» Source passage
★ ★ ★
Defining a system architecture for wireless data collection in aerospace applications.

The aerospace industry, despite being at the leading edge in some instances, often takes a conservative view of technology. And with good reason; safety is a prime consideration and there is comfort in falling back on what you know.

But there is the need to embrace new technology in planes and systems of the future. One particular area where new technology is being considered is wireless data acquisition, applied not only on aircraft structures, but also in the development process.

Looking to address this area of technology, a consortium has been formed of leading companies in the UK aerospace sector. The 11 companies (see box) are developing wireless sensing, data gathering and transmission technology, backed by a £1.6million investment by the Technology Strategy Board.

Roger Hazelden of TRW Conekt is technical lead for the project. He said the idea had developed as part of the National Aerospace Technology Strategy, led by the Aerospace and Defence Knowledge Transfer Network (A&DKTN). "It became clear," he noted, "that a lot of members of the A&DKTN's Health Management and Prognostics National Technical Committee were interested in wireless sensors and data management, so we set up a sub committee to decide what to do."

The project is called WiTNESSS – Wireless Technologies for Novel Enhancement of Systems and Structures Serviceability – and its work will be applicable to testing and health monitoring applications in aero engines, helicopters and fixed wing aircraft.
★ ★ ★
» Listed entries
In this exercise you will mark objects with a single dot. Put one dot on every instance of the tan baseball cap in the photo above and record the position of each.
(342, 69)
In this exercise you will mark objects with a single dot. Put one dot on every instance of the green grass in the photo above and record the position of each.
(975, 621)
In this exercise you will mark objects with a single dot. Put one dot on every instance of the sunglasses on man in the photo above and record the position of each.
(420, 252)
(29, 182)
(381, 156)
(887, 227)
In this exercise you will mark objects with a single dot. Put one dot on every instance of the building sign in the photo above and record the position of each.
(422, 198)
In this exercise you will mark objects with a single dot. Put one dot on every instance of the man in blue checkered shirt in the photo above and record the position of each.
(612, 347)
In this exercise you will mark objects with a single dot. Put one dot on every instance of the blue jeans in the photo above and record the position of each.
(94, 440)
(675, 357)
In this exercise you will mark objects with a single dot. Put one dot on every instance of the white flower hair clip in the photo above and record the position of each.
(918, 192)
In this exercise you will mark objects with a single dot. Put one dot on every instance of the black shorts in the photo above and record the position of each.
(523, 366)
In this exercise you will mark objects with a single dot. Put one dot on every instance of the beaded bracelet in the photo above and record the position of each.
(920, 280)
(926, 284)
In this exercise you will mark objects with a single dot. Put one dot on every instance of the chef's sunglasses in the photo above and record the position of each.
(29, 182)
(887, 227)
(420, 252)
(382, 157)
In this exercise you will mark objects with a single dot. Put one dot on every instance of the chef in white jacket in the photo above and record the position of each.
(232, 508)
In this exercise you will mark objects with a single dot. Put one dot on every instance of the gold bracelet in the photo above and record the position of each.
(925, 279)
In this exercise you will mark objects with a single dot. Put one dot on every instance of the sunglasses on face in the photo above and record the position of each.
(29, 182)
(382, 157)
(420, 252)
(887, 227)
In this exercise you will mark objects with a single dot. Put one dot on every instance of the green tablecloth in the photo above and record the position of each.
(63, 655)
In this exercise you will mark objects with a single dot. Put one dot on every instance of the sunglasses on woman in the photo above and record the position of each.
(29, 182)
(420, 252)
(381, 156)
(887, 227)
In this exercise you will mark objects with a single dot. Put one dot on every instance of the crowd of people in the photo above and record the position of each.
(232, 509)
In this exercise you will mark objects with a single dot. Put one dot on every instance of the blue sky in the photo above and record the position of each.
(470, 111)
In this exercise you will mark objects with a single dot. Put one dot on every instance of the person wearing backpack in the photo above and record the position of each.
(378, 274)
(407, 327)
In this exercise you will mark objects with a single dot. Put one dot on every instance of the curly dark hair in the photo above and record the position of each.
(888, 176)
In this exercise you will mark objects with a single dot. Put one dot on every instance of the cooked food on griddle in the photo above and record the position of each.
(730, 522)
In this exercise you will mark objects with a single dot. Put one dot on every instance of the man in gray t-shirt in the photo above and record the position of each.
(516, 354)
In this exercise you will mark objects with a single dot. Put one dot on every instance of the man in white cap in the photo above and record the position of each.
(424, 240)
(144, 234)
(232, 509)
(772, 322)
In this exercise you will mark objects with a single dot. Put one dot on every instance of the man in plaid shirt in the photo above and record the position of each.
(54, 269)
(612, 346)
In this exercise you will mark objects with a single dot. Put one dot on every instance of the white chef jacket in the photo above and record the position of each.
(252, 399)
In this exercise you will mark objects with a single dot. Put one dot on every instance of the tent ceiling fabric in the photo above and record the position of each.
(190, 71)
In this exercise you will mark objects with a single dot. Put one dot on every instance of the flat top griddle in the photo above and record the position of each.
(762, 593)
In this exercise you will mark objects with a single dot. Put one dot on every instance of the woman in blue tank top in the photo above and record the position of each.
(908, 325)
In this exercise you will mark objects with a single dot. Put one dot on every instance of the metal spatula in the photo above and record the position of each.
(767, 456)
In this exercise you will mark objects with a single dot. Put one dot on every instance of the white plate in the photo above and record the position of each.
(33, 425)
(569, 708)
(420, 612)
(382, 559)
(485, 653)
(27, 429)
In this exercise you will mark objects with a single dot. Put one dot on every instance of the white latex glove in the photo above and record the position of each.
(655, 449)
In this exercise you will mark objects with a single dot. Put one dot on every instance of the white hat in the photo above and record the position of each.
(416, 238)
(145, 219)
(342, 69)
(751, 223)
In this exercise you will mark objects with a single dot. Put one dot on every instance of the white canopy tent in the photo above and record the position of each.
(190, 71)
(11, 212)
★ ★ ★
» What to work on
A. Answer these questions from the passage on wireless data collection in aerospace:
(i) How large is the investment that backs the consortium, and which body provides it?
(ii) Who is the technical lead for the project, and with which company?
(iii) What does the project name WiTNESSS stand for?
B. Take the passage on wireless data collection in aerospace further, writing on from its final sentence.
The rows have nothing to do with the passage on wireless data collection in aerospace.

» The responses
A.
(i) The investment is £1.6million, provided by the Technology Strategy Board.
(ii) Roger Hazelden of TRW Conekt is the technical lead.
(iii) WiTNESSS stands for Wireless Technologies for Novel Enhancement of Systems and Structures Serviceability.

B.
The project is driven by the fact that current aircraft instrumentation and test systems require complex wiring harnesses. Not only are these heavy and bulky, but they also limit the amount of data that can be collected. Using wireless systems should lead to faster product development and lighter, more efficient aircraft designs.

Hazelden said the project started with a blank sheet of paper. "We knew we needed to do something with wireless sensing, but it needed several meetings to decide what the scope was."

The project has two categories: instrumentation for testing systems and structures during development; and an opportunity to install instrumentation permanently in order to get such information as stress and vibration levels. "With the latter application," Hazelden noted, "maintenance can be scheduled for when it's needed, rather than after a given number of flying hours, reducing the cost of maintenance."

One of the attractions of wireless data gathering is that sensors can be placed where they couldn't previously. "In development, this will cut the time needed to install sensors," Hazelden observed. "Rolls-Royce, one of the partners, uses some 3000 thermocouple and vibration sensors when it tests a new engine. It's a huge job wiring all those up. Using wireless for some of the measurements speeds that process and brings faster time to market."

The project is centred around putting together a common system architecture. "We're looking to create a common way of designing things so that when we move forward to commercialising products, the certification process will be easier because of this common design framework."

Hazelden believes this approach is different to what has gone before. "There hasn't been a common architecture. While the hardware might not be the same between applications, the way in which the system has been designed will be common."
This process will be centred around modular 'building blocks'. "It means the appropriate blocks can be chosen for a given application," Hazelden continued.

The system architecture will enable work to be done on the development of three demonstration platforms, addressing test and health monitoring in helicopters, engines and composite materials. "A number of technical work packages are also being pursued, addressing, for example, electronic hardware and radio transmission protocols," he added.

The WiTNESSS Project is intended to be modular at all levels, but the partners are only part of the way through the process. However, the top two levels of the architecture have now been defined.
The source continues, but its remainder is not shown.